Provided passage »
== == ==

Worshiping at our own altars 11-10-2019

A writer had a dream in which she visited hell.
To her surprise, this hell had no infinite fire or bottomless burning
chasms of tormented souls. It was not like the hell she had pictured at
all; in fact, it was rather “church-like.” She was led through some dark
passages lined with the doors to many cells. Each cell she passed was
identical. The central piece of furniture in each cell was an altar and
before each altar knelt a sickly, weak, greenish-gray, ghostly figure in
intense prayer and adoration.
“But whom are they worshiping?” the visitor asked her guide.
“Themselves,” was the reply. “This is pure self-worship. In their
worship of their own beings, in placing their hopes and dependence on
themselves and their own dreams alone, they are feeding on themselves
and exhausting their own spirits. That is why they look so sickly and
emaciated.”
The writer was appalled and saddened by row upon row of cells,
small prisons for their pathetic, non-communicating inmates, who were doomed to spend eternity in solitary confinement, themselves their first,
last and only object of worship.

== == ==

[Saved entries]
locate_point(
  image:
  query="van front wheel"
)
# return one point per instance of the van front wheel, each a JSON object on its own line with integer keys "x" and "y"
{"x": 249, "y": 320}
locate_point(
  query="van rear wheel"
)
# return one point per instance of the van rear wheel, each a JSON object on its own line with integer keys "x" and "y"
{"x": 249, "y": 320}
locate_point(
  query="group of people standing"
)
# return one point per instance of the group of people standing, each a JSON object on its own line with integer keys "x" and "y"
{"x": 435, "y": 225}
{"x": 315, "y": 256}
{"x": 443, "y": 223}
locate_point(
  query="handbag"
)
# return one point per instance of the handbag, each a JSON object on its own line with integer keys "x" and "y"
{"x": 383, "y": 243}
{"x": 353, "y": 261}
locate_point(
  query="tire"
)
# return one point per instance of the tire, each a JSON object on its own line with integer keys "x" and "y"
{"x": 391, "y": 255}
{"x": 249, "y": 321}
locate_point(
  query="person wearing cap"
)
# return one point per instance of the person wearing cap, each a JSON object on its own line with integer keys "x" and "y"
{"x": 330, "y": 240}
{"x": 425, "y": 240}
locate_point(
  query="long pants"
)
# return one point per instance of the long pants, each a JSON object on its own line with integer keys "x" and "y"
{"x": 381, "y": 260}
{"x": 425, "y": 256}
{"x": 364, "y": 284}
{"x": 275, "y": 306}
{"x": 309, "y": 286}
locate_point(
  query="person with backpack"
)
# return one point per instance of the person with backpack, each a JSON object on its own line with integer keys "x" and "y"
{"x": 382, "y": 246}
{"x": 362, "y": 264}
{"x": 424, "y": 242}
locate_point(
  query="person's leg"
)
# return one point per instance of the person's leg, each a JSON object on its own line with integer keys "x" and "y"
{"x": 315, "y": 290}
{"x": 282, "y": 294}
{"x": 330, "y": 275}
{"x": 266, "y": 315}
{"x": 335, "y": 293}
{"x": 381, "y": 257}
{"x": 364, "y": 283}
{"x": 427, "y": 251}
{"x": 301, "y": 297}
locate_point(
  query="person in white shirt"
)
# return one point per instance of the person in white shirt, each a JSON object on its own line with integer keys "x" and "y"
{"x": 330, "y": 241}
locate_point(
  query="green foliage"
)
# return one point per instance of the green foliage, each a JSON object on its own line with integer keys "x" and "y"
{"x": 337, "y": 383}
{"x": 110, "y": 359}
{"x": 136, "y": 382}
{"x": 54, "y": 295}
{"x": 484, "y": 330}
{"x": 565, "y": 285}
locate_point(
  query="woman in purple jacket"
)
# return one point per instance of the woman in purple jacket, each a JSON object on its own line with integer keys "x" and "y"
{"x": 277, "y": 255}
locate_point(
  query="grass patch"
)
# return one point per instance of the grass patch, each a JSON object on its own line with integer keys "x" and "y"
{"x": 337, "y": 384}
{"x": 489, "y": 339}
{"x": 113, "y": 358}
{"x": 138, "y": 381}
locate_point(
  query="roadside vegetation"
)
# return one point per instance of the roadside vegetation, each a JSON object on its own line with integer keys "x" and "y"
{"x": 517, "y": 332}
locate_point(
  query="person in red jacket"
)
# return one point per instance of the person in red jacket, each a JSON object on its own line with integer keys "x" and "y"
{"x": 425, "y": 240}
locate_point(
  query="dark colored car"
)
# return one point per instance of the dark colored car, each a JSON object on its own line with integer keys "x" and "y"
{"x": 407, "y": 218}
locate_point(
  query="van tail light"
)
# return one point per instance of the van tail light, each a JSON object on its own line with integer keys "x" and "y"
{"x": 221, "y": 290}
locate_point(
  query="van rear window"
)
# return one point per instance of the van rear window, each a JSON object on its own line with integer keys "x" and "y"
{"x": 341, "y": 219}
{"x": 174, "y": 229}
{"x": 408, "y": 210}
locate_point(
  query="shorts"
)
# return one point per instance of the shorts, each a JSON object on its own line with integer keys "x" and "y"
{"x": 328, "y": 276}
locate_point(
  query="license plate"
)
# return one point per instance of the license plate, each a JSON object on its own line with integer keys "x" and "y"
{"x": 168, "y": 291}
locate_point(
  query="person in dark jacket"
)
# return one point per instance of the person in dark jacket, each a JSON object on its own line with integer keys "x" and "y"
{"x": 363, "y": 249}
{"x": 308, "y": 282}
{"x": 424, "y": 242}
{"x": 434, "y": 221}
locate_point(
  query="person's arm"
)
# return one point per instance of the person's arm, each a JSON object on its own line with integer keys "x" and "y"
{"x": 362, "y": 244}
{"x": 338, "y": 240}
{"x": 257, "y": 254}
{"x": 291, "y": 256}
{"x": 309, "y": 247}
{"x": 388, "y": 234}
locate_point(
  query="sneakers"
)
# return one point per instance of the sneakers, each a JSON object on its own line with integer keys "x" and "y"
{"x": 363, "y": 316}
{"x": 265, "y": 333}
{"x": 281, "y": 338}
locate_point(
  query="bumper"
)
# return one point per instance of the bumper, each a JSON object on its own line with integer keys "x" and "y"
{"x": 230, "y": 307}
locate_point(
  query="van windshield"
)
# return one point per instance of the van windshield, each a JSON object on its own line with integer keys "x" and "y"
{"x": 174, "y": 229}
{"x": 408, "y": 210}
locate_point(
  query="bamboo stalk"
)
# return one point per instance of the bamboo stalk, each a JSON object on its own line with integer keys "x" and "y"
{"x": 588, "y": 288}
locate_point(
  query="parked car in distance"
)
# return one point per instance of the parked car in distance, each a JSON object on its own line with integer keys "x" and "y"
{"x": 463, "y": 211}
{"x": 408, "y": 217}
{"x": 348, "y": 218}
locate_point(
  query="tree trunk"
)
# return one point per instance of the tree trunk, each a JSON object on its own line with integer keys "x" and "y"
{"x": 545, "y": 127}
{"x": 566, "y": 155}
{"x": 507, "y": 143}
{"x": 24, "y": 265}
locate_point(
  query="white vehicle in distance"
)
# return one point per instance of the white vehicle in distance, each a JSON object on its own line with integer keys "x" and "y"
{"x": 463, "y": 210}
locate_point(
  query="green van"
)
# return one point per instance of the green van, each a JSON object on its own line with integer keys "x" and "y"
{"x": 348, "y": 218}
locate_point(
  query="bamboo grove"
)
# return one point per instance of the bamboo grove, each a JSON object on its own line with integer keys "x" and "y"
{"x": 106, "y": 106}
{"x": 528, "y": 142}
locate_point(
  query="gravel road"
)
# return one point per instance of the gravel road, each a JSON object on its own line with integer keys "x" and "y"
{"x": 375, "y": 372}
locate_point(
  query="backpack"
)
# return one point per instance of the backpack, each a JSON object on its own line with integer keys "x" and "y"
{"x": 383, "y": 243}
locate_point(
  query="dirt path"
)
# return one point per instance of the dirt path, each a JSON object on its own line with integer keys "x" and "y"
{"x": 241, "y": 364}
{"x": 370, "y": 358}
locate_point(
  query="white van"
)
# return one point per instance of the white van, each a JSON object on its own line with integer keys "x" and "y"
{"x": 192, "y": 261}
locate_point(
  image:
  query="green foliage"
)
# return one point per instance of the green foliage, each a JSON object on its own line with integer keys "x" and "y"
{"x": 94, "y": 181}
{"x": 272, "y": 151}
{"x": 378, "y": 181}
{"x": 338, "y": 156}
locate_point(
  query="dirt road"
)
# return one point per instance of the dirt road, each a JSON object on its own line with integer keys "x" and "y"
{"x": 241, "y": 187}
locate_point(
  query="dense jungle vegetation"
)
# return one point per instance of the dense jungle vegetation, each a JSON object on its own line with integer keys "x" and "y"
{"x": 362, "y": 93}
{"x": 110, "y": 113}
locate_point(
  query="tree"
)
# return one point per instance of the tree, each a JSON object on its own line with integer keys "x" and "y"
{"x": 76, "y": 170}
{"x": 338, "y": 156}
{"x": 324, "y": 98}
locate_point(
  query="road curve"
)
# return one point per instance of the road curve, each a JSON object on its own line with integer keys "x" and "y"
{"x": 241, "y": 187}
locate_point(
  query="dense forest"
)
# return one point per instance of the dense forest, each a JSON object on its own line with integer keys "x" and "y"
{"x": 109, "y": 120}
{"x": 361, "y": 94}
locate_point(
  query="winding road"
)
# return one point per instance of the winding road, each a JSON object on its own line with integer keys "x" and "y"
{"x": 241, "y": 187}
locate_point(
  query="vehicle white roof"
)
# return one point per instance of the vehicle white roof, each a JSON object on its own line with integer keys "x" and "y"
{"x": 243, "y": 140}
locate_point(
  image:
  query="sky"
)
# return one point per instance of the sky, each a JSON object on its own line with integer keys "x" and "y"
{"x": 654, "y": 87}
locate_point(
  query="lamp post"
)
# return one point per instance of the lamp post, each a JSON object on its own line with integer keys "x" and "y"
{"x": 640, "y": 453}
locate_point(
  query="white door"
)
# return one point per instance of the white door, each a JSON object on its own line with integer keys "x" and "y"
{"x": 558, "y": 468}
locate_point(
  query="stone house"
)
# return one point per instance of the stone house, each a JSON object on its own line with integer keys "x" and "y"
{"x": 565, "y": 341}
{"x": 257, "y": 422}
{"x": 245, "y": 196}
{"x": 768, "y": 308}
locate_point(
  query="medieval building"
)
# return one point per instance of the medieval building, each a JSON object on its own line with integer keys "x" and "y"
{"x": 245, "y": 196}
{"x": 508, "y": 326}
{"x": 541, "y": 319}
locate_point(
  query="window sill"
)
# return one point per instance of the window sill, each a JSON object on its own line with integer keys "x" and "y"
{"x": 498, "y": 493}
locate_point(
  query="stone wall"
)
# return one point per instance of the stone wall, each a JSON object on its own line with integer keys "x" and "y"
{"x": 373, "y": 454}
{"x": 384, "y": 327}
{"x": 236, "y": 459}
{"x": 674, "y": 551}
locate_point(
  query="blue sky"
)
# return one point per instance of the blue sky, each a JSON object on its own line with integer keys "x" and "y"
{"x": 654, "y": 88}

== == ==

Carry on the reflection about worshiping at our own altars from its last sentence. These records were taken from a separate source.

God, as revealed by Christ, is not the vengeful Judge or cosmic
Tyrant who takes cruel delight in our failures; the God taught by Jesus in
our Gospel is the God of life, a God whose limitless love put us and all
of creation in motion. God will love us for all eternity – but there
always exists the possibility that we will refuse that love. That refusal to
accept God’s love, the refusal to respond to God’s love, is precisely the
meaning of hell. Hell is not a place where God puts us – it’s a place
where we put ourselves. But to become “children of the God of life” is
to dismantle the hells we create and set in their places the justice, peace
and forgiveness that are the building stones of the kingdom of God.
Worshiping at our own altars. Lord have mercy!